_Testo di lettura_.

>>>

Volevo entrare nella vita delle persone nel momento più buio e aiutarle e vedere di nuovo la luce, ed ero convinta di poterci riuscire. Quando mi sono laureata, però, sono cambiate tante cose ; ecco perché sono qui a scrivere.
Al mio paese sono stata contattata per lavorare in una struttura privata, ma dopo aver firmato il contratto sono stata catapultata a fare la badante a casa della proprietaria della struttura e poi licenziata, perché sono state messe in dubbio le mie capacità dall’altra badante (parrucchiera).
Ho così deciso di andare via dalla mia regione e mi sono trasferita al nord. Nella struttura dove sono finita a lavorare non importava a nessuno dei valori che volevo trasmettere, non era importante il contatto umano, non era importante svolgere bene il proprio lavoro.
Ciò che contava era riuscire a fare il maggior numero di cose nel minor tempo possibile, non lasciare nulla al collega del turno successivo e soprattutto senza mai soffermarsi a pensare se tutto si stesse facendo bene.
Se non correvo, se non arrivavo a fine turno che avevo fatto tutto senza tralasciare nulla, non ero una buona infermiera. Non potevo scambiare due parole con un anziano, non potevo soffermarmi ad ascoltare un parente, dovevo solo concludere il mio lavoro senza pensare che tutto ciò di umano non aveva più nulla.
Il peggio doveva ancora arrivare
Io non ero ancora sconfitta e cambiai struttura, ma non avevo visto ancora il peggio. Nella nuova struttura era tutto molto confusionario, mi sono ritrovata a fare igiene e a cambiare pannoloni mentre nel frattempo dovevo somministrare la terapia , fare una medicazione o cambiare una flebo.
Non era bello attribuire compiti agli Oss, loro avevano il loro da fare e non volevano essere disturbati. Un giorno avevo ancora molto lavoro da svolgere e gli Oss avevano invece concluso il loro. Chiesi gentilmente se potessero andare a cambiare un paziente e loro mi risposero male.
Sentii la loro conversazione: “gli infermieri di prima erano più bravi, ti toglievano il lavoro dalle mani, questi che sono venuti ora non vogliono lavorare, i prossimi che arrivano li metto subito in quadro”. Rimasi senza parole . Non commentai, ma capii che non era per niente semplice essere l’infermiera che avevo tanto sognato di essere .
Lì ho dovuto subire anche il demansionamento . Mi ritrovavo ogni giorno col grembiule e la cuffietta, a dispensare colazione, pranzo e cena. Preparavo i vassoi e li ritiravo a fine pranzo. E la cosa più imbarazzante erano i parenti che venivano a chiedere dell’infermiera; quando rispondevo loro “l’infermiera sono io, dica pure”, non ero molto credibile con grembiule, cuffietta e mestolo in mano .

<<<

_Estratto del dataset_.
>>>

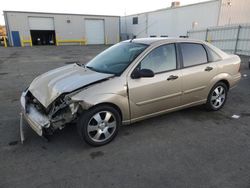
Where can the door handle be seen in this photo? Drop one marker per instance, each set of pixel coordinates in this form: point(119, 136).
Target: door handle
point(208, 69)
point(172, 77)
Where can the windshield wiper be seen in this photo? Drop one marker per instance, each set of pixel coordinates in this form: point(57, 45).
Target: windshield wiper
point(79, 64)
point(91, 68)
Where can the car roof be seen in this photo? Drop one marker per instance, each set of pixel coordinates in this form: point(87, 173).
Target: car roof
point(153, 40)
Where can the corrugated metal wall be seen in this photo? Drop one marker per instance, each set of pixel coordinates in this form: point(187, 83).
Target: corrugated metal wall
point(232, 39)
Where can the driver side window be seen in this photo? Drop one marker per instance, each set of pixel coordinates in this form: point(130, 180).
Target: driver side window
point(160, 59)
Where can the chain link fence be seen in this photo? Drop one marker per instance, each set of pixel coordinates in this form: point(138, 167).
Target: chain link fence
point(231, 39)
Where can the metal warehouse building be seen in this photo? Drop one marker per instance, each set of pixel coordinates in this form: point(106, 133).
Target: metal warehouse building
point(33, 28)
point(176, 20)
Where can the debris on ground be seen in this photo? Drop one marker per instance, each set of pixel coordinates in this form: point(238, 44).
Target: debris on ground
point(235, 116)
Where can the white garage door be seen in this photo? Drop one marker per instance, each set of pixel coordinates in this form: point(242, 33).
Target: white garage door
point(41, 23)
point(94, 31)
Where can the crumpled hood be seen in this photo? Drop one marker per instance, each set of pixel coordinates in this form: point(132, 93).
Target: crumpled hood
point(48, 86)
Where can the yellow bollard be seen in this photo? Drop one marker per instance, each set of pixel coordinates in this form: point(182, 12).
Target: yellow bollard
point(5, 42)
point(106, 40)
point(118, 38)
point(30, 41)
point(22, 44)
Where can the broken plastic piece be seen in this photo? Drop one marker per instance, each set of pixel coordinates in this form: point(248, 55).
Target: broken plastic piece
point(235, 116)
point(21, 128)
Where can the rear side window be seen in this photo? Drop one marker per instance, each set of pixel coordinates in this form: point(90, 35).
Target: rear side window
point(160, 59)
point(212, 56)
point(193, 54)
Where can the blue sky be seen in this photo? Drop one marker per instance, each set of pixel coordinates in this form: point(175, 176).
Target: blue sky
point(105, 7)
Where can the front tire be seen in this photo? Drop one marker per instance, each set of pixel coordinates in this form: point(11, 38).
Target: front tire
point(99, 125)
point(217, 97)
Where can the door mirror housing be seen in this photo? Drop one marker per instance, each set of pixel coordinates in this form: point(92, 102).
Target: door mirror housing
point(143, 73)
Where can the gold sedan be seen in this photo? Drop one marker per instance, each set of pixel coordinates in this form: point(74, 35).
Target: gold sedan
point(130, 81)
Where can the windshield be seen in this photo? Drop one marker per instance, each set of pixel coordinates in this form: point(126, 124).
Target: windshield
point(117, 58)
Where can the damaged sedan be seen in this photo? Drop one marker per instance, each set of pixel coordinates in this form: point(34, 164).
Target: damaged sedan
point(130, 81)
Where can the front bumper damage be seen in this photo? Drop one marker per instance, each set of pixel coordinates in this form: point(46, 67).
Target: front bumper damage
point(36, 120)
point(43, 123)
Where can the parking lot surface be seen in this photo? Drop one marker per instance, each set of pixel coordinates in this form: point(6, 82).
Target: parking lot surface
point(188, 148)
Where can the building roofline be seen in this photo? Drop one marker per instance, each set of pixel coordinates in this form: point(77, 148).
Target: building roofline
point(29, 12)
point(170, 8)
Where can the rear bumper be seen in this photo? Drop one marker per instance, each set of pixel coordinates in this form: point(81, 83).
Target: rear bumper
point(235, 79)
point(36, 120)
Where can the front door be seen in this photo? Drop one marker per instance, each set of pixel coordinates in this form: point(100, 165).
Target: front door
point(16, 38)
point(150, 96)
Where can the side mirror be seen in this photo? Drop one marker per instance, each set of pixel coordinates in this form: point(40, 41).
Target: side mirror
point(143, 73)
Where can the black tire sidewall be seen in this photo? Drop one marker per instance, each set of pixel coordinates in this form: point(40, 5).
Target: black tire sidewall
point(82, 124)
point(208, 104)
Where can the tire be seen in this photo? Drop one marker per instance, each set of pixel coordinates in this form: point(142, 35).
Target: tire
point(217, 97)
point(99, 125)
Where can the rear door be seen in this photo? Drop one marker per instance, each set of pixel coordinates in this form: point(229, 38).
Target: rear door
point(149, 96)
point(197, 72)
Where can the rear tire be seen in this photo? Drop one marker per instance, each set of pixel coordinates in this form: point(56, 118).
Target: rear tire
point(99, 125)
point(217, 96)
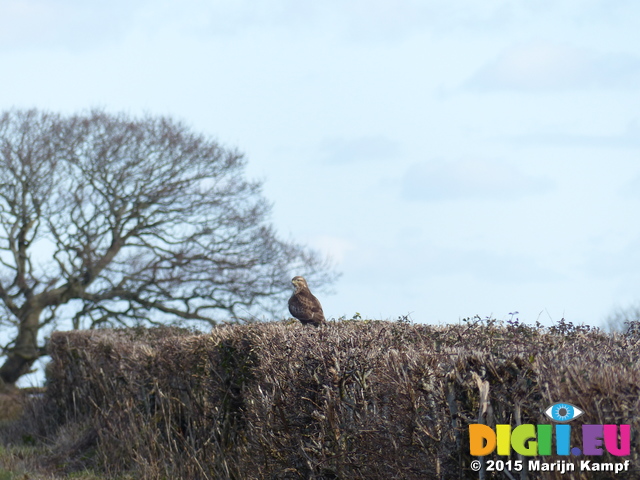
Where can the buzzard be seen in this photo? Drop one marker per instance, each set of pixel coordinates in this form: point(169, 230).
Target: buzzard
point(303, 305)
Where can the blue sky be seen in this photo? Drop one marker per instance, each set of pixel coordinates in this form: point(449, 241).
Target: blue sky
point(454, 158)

<<<

_Sull'esercizio_.
Ricopia dal testo di lettura il passo che va da «Al mio paese» fino a «stesse facendo bene.» incluso. Il materiale non serve per svolgere questo esercizio.

_Risposta scritta_.
Al mio paese sono stata contattata per lavorare in una struttura privata, ma dopo aver firmato il contratto sono stata catapultata a fare la badante a casa della proprietaria della struttura e poi licenziata, perché sono state messe in dubbio le mie capacità dall’altra badante (parrucchiera).
Ho così deciso di andare via dalla mia regione e mi sono trasferita al nord. Nella struttura dove sono finita a lavorare non importava a nessuno dei valori che volevo trasmettere, non era importante il contatto umano, non era importante svolgere bene il proprio lavoro.
Ciò che contava era riuscire a fare il maggior numero di cose nel minor tempo possibile, non lasciare nulla al collega del turno successivo e soprattutto senza mai soffermarsi a pensare se tutto si stesse facendo bene.